GIVEN INSTRUCTION> Copy every line of the records below, requests included and unchanged, but multiply each coordinate in the answers by 0.3 and round it to a whole number, with halves rounded up. Leave the pictures out.
--- Start of TASK MATERIAL ---
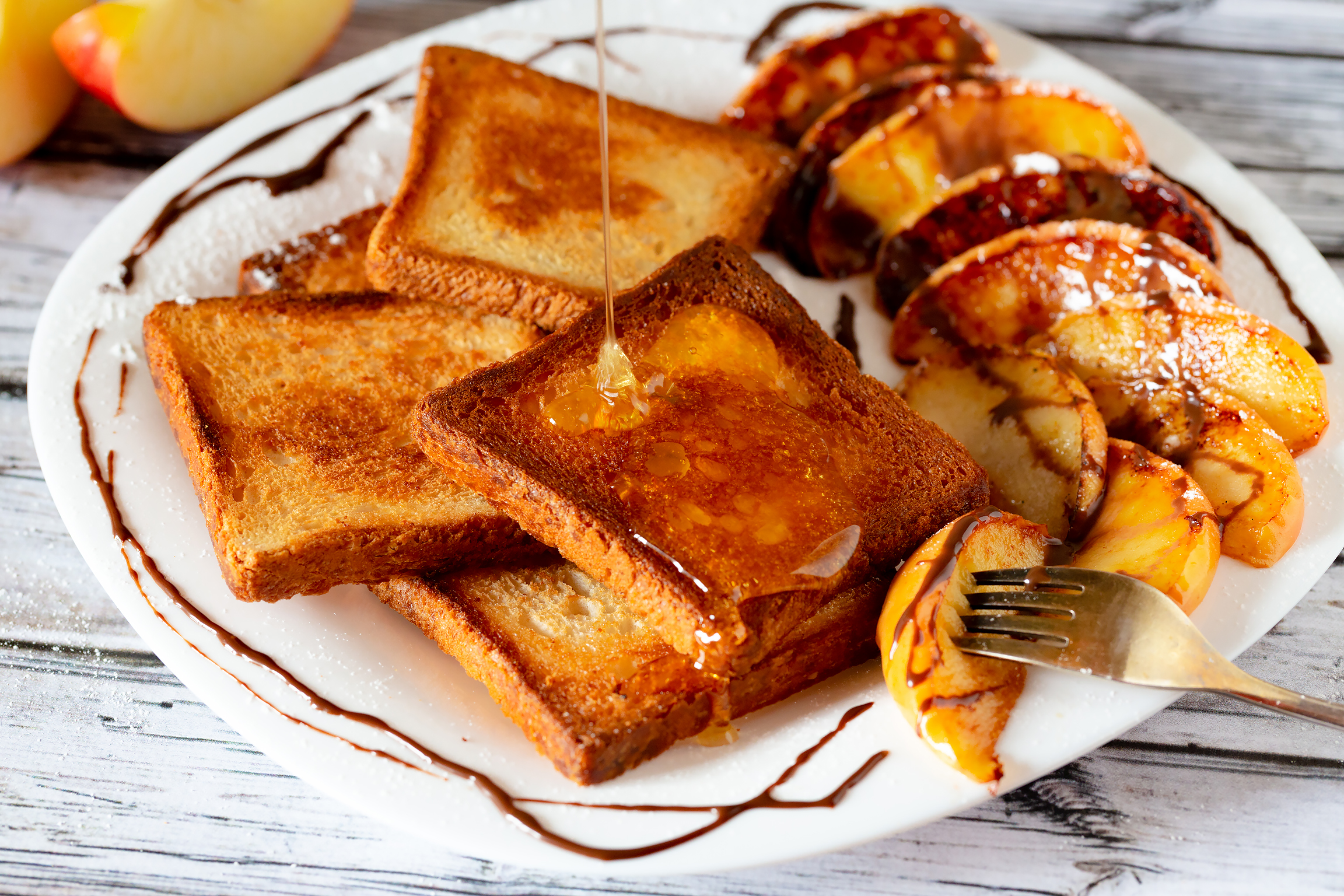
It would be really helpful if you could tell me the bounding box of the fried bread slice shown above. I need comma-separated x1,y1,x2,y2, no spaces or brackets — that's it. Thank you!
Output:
144,293,540,600
374,566,886,785
416,238,989,674
368,47,794,329
238,205,387,296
--- End of TASK MATERIAL ---
SOLUTION>
It would be really helpful if you could tell me the bounding box of the fried bread slice shown above. I need comma-separated x1,y1,x2,y2, no spaces or brackets — that's it. Thank you!
Output:
43,88,162,180
112,170,266,236
125,71,297,202
110,14,238,99
71,62,116,89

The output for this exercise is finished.